## DOCUMENT PASSAGE
The museum that fills those new galleries will be one that’s been transformed by its post-flood experience.

“The flood forced us to do things differently than we did before,” Leach said. “Three things happened.”

First, some of the collection has been loaned to other museums for exhibition.

“Our seminal pieces like [Jackson Pollock’s 1943 painting] “Mural” have traveled the world,” Leach said.

“Second, we have intensified our sharing of art around the state. That has been tied somewhat with the fact that in many states, including Iowa, the teaching of art has been eliminated from public schools. So, our taking art to schools was kind of an add-on to the public school system of Iowa.”

“The third thing is that we have really enhanced our outreach via the internet,” Leach continued. “The seminal example of this is that, to the surprise of many, we have one of the finest African art collections in the country. This spring we learned the publisher of the standard textbook on African art has ceased publishing it, because people around the world are using the University of Iowa website for African art studies.”

“In some ways, we’ve become an internet museum. In some ways, we’ve become an outreach museum for the state. And with our most important art, we’ve had an outreach to the world.”

“All this goes to an aspect that we had not been planning on. In effect, it has served as advertisement for the museum,” Leach said. “The new museum is likely to become a destination museum for the region, and even for some people around the country. So, the new museum will take on a stature that our fine, old museum didn’t have.”

Current plans call for construction on the new building to be completed in late 2019.

## RECORD SET
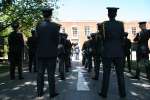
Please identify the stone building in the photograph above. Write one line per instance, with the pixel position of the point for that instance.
(79, 30)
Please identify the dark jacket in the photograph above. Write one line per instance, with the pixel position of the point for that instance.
(47, 39)
(113, 40)
(15, 43)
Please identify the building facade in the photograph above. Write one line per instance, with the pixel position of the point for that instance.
(79, 30)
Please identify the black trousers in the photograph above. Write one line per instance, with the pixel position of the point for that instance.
(128, 61)
(118, 63)
(32, 61)
(15, 61)
(50, 66)
(97, 62)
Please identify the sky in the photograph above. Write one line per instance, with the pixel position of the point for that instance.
(130, 10)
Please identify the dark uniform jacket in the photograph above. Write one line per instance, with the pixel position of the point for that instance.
(142, 46)
(47, 39)
(32, 44)
(113, 39)
(16, 45)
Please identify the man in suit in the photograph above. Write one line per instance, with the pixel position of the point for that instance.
(16, 49)
(142, 50)
(47, 42)
(113, 33)
(127, 48)
(96, 50)
(32, 43)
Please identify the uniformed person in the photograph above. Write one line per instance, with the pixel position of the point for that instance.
(62, 55)
(113, 53)
(47, 43)
(67, 47)
(85, 51)
(127, 51)
(16, 48)
(32, 43)
(142, 50)
(96, 49)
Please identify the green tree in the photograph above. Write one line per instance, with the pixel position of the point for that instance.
(27, 12)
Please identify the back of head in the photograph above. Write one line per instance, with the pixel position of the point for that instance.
(33, 32)
(112, 12)
(47, 12)
(15, 25)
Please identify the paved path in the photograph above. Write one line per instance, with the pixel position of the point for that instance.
(77, 86)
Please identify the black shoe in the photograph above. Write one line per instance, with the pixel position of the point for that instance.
(94, 78)
(122, 96)
(102, 95)
(12, 78)
(134, 77)
(62, 78)
(54, 95)
(21, 78)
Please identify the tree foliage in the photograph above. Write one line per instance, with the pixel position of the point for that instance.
(27, 12)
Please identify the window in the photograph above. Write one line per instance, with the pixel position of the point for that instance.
(134, 30)
(74, 31)
(87, 30)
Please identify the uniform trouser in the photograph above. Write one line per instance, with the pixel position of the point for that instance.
(128, 61)
(89, 63)
(32, 60)
(77, 56)
(50, 65)
(141, 64)
(83, 59)
(118, 62)
(62, 66)
(67, 63)
(12, 70)
(96, 66)
(15, 61)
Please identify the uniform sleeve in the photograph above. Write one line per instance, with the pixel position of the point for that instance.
(21, 40)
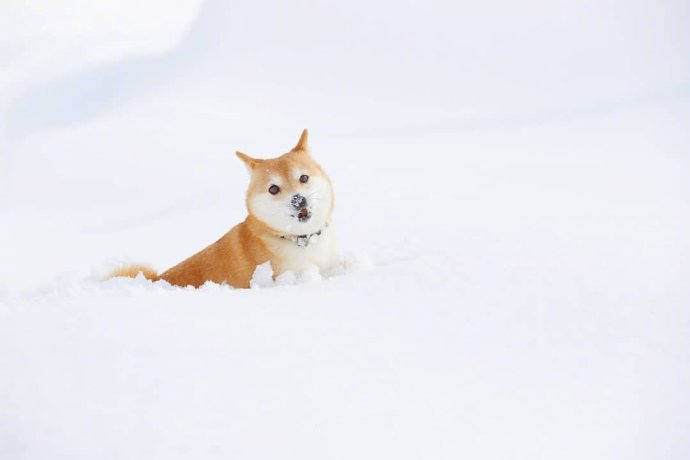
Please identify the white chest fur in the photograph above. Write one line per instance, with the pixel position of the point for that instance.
(320, 252)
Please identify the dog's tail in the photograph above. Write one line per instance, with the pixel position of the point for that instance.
(132, 271)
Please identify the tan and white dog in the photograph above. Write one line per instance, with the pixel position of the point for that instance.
(290, 202)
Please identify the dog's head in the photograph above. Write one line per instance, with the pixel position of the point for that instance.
(290, 194)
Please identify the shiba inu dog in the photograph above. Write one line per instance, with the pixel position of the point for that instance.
(290, 202)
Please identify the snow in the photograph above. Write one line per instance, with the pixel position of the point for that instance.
(512, 199)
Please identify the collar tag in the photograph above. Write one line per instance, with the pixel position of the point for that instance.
(303, 241)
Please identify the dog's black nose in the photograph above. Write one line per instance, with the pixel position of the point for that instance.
(298, 202)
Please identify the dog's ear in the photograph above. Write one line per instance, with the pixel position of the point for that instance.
(248, 161)
(303, 143)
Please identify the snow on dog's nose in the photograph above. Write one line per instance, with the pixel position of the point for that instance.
(298, 202)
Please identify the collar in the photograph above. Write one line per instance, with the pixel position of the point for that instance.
(303, 241)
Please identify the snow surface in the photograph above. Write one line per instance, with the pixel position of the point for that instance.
(512, 197)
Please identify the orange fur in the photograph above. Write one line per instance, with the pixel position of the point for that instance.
(132, 271)
(234, 257)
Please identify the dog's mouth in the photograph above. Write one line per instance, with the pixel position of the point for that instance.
(304, 215)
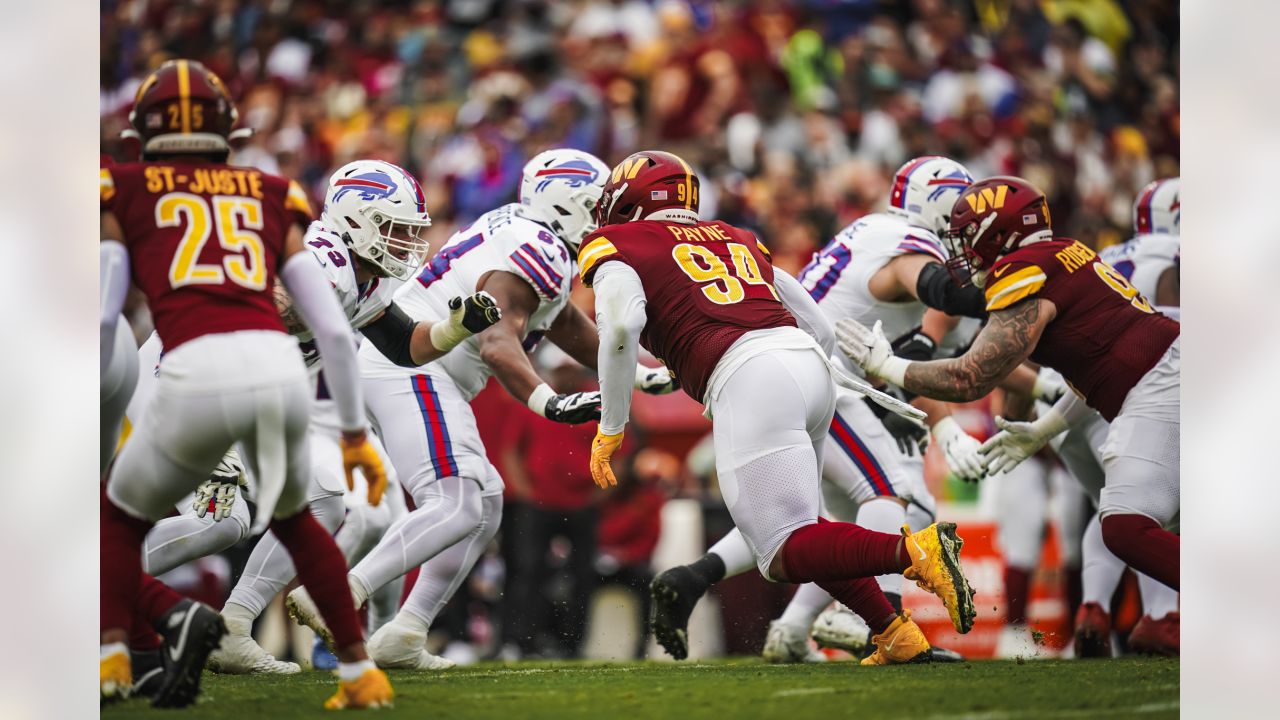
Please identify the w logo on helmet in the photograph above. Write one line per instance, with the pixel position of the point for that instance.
(374, 185)
(576, 173)
(987, 197)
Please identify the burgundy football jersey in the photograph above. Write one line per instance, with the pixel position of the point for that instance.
(1105, 336)
(705, 286)
(205, 241)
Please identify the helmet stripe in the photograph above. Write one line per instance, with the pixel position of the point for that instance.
(184, 94)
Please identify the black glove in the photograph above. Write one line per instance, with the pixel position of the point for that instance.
(481, 310)
(909, 436)
(574, 408)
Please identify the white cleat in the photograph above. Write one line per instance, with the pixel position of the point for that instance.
(241, 655)
(394, 646)
(789, 643)
(841, 628)
(305, 613)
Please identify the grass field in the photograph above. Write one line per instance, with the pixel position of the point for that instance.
(722, 691)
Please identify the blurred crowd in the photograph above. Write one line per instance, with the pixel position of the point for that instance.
(794, 113)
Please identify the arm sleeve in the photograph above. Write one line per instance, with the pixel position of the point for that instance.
(333, 336)
(936, 288)
(114, 286)
(810, 319)
(392, 333)
(620, 317)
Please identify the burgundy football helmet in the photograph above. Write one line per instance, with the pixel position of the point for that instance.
(183, 108)
(649, 185)
(992, 218)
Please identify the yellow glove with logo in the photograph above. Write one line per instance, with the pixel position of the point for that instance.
(359, 452)
(602, 451)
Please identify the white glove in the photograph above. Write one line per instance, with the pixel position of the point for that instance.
(654, 381)
(960, 450)
(1018, 441)
(219, 490)
(871, 350)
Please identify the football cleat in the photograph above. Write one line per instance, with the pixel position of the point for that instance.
(841, 628)
(401, 647)
(675, 592)
(370, 691)
(115, 677)
(789, 643)
(901, 642)
(935, 555)
(191, 632)
(241, 655)
(305, 613)
(1157, 637)
(1092, 632)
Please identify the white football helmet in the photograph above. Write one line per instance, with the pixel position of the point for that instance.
(563, 187)
(924, 191)
(379, 210)
(1157, 209)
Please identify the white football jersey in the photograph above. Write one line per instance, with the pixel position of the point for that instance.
(361, 304)
(839, 277)
(1143, 259)
(507, 238)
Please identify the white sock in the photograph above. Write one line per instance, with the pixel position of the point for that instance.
(805, 606)
(351, 671)
(734, 551)
(240, 619)
(112, 648)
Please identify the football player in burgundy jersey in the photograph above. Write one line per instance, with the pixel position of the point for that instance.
(1057, 304)
(704, 297)
(205, 241)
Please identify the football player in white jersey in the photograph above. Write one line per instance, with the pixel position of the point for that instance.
(524, 255)
(366, 244)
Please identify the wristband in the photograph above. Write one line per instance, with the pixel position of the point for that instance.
(538, 399)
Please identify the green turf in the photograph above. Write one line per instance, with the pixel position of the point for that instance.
(721, 691)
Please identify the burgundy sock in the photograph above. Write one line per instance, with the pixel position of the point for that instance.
(864, 597)
(120, 565)
(1144, 546)
(323, 572)
(840, 551)
(1018, 583)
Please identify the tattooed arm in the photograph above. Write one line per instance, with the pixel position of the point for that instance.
(1006, 340)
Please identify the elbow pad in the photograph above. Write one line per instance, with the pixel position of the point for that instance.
(936, 288)
(392, 335)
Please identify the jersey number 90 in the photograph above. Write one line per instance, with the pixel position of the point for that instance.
(234, 219)
(723, 287)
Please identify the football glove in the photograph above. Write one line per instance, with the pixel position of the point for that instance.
(602, 452)
(359, 452)
(574, 408)
(218, 492)
(654, 381)
(960, 450)
(1018, 441)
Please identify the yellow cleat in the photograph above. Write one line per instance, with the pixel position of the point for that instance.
(936, 566)
(901, 642)
(370, 691)
(115, 677)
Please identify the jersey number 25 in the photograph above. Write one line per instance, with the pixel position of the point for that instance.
(723, 287)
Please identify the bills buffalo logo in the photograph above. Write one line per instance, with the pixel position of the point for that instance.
(576, 173)
(374, 185)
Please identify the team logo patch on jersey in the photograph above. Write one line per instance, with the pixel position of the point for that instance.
(370, 186)
(576, 173)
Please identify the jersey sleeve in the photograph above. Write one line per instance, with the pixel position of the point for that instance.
(594, 253)
(1013, 281)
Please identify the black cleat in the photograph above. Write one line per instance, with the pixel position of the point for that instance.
(191, 632)
(675, 592)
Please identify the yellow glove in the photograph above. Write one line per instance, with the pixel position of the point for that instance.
(359, 452)
(602, 451)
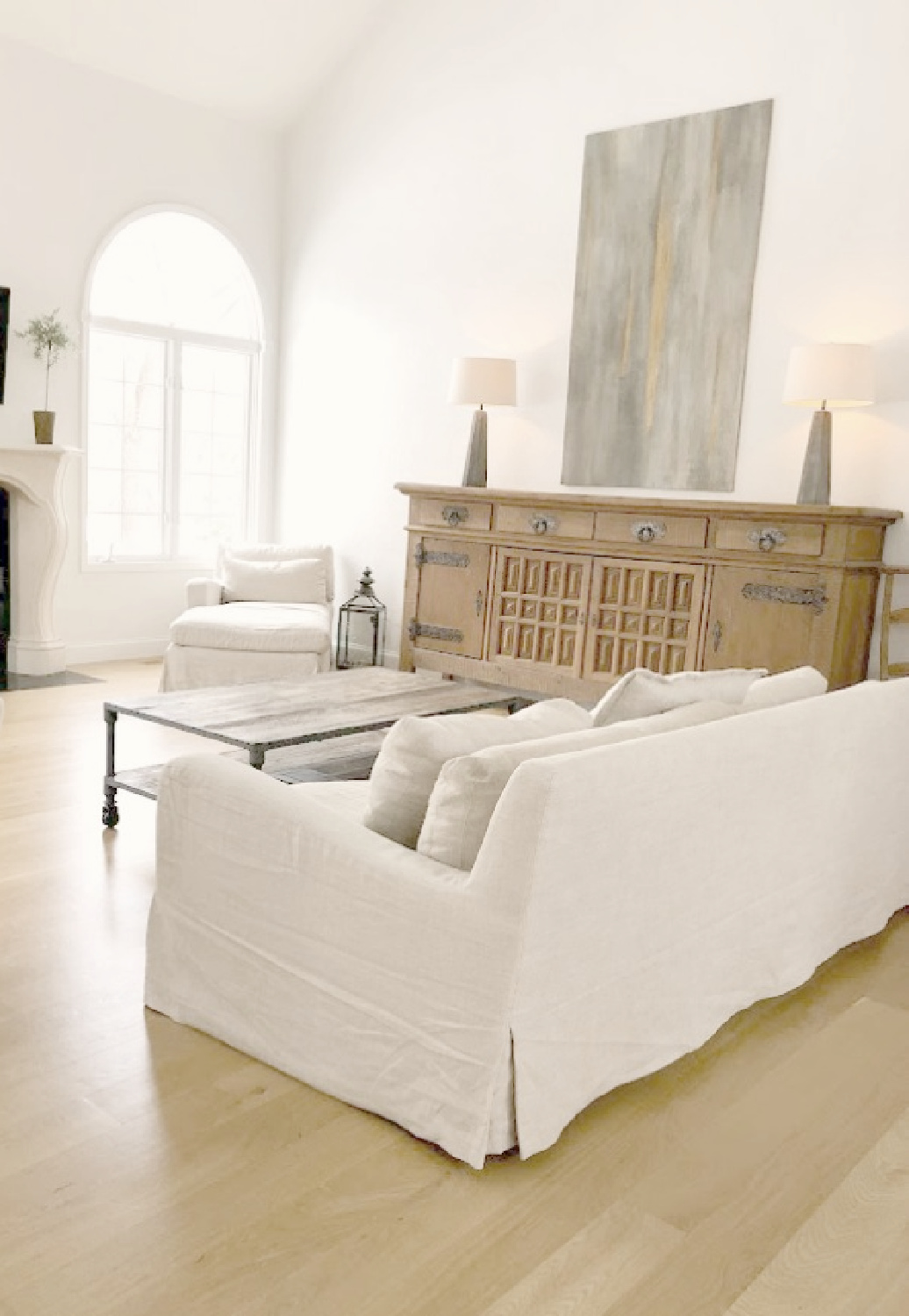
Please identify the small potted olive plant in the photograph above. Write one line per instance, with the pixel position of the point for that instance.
(49, 340)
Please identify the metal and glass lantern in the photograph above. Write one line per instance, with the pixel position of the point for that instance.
(361, 628)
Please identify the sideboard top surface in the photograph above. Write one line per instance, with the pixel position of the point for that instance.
(732, 508)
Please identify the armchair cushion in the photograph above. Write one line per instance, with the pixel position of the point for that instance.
(469, 789)
(416, 747)
(641, 692)
(255, 626)
(292, 581)
(203, 591)
(281, 553)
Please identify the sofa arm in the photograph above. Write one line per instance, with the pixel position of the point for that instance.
(292, 932)
(203, 591)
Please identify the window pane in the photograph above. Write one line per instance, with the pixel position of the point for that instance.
(215, 402)
(126, 379)
(175, 270)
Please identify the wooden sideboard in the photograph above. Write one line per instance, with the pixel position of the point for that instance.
(563, 592)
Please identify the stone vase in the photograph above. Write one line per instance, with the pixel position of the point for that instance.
(44, 426)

## WHAT TO WORK ON
Rewrite the paragraph of the museum text that begins "The third thing is that" in a shorter form, keeping its main facts.

## RESPONSE FOR THIS EXERCISE
Leach said the third change was much stronger outreach over the internet. As the chief example, he noted that the museum has one of the country's finest African art collections. This spring, the publisher of the standard African art textbook stopped publishing it because people around the world use the University of Iowa website for African art studies.